> **Exercise requirements**
(1) Summarize the essay on difficult conversations in two sentences.
(2) In the essay on difficult conversations, what advice did the author's girlfriend give after the confession?
(3) Extend the essay on difficult conversations past its final sentence.

> **Selected text**
──────

I hate and avoid difficult conversations. So I read “Difficult Conversations: How to Discuss What Matters Most” hoping to discover a better way to handle them. I found the book frustrating — not because it’s bad, but because it’s so good.
The advice is annoying because it’s simple and straightforward. I’d like to think relationships are complex and that’s why they get messy. But the ground rules for relationships aren’t complicated at all. We learn them in preschool, and we forget how to follow them as adults.
For instance, what should you do if someone hurts your feelings? The answer is simple: Talk to them about how you’re feeling. That’s what my parents taught me to do. But for whatever reason, as an adult, I don’t want to walk up to somebody and say, “Hey, you hurt my feelings.” And I don’t think I’m the only one who has a hard time with that.
I internalize anger and frustration. Instead of talking about it, I abandon my anger at my expense or I abandon the relationship entirely. Either I lose self-esteem or I lose a friend because I’m not willing to express my emotions.
When you stop sticking up for yourself, you stop believing your feelings matter. If they stop mattering to you, then they stop mattering to everyone. So when people hurt you, you feel angry but keep it to yourself, and the cycle simply repeats.
The key to ending this cycle is getting the anger off your chest but without placing blame or making another person feel guilty for it. Just admit, “I feel angry, and I don’t won’t to.” Some people might get defensive, but I’ve found that friends and family are usually sad to hear I feel angry and they’ll attempt to patch things up as quickly as possible.
Guilt is on the opposite side of the anger equation. When someone else is angry with me or I feel like they have good reason to be, I feel guilty.
Never admit guilt. As soon as you admit guilt or wrongdoing, you’re liable. This might be good legal advice, but it’s awful relationship advice. If you’re feeling guilty for any reason, don’t bottle it up. Otherwise, it’ll eat away at you. If you’re feeling guilty or you’ve wronged someone, admit it and try to fix the damage that’s been done.
I had a pornography problem in college, and the guilt I felt was unbearable. The breaking point was when my girlfriend told me she loved me. I couldn’t stand it anymore. So I confessed my sin to my girlfriend.
She gave me some great advice. She told me to apologize to everyone I felt I was hurting with this secret sin. She told me to keep talking about my guilt until there was no guilt left to talk about. It was the hardest thing I ever had to do. But after admitting my guilt to everyone, I was finally free from it.

──────

> **Recorded information**
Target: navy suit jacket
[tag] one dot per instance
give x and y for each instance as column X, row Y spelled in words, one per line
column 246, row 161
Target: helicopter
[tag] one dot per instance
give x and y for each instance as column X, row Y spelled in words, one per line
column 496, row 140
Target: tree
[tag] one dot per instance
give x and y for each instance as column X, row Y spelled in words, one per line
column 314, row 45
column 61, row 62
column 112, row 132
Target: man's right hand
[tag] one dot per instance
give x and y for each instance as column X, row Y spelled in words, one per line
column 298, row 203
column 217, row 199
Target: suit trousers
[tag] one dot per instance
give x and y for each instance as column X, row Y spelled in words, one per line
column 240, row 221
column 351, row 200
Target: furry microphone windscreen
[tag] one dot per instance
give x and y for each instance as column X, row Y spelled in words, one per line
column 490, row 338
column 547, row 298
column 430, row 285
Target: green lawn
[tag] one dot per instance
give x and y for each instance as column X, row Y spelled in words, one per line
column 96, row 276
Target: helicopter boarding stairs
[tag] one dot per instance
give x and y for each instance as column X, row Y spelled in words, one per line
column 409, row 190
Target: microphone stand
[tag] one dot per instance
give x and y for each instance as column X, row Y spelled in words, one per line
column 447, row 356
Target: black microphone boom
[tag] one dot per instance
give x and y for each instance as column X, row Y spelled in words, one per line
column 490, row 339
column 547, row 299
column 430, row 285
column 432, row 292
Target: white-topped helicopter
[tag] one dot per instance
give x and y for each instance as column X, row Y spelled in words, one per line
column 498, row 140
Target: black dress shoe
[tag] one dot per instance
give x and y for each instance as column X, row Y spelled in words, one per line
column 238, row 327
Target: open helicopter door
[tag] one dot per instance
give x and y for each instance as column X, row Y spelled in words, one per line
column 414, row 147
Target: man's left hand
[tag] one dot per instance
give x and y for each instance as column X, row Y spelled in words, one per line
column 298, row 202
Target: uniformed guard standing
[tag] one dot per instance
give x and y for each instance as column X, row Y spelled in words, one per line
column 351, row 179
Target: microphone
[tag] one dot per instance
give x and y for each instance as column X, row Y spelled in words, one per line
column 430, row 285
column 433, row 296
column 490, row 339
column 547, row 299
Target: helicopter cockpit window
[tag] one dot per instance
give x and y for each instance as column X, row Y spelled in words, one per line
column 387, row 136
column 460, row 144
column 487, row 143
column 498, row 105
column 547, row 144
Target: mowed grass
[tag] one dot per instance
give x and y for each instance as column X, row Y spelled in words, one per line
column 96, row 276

──────

> **Results by task**
(1) The author avoids difficult conversations and found the book "Difficult Conversations: How to Discuss What Matters Most" frustrating because its advice is simple, like the ground rules for relationships learned in preschool and forgotten as adults. The author argues that anger and guilt should be expressed rather than bottled up, and describes confessing a pornography problem in college and apologizing to everyone hurt until finally being free from the guilt.

(2) She told the author to apologize to everyone the author felt this secret sin was hurting and to keep talking about the guilt until there was no guilt left to talk about.

(3)
Admitting feelings of guilt is still hard for me, but now I know it’s better to confess it. Otherwise, it just keeps piling up and weighs me down emotionally and spiritually.
Feeling depressed and lonely
Depression is the loneliest feeling in the world. Every time I’m depressed, it feels like I’m the only person in the world as sad as I am. There are mornings when I don’t want to get out of bed because as soon as I do, a world of happy people is waiting for me. And I think they won’t understand what I’m going through.
There’s nothing wrong with feeling depressed. We live in a depressing world where heartbreaking situations happen every day. But only a few people will admit their sadness and talk about it.
So the next time you feel depressed, spill the beans. Whether it’s clinical depression and you need the help of a therapist or you’re having an off day and need the shoulder of a friend, talk about your emotional lows. You’d be surprised how many people have felt or do feel the same way. Even if they can’t exactly relate to you, friends can at least listen and provide godly encouragement. Depression isn’t a battle you have to fight alone.
It’s not selfish to share our feelings. Whether it’s guilt, depression, loneliness or anger, I’m learning that talking about my emotions isn’t about me; it’s about relationships. It’s about sharing more of myself with the people I love.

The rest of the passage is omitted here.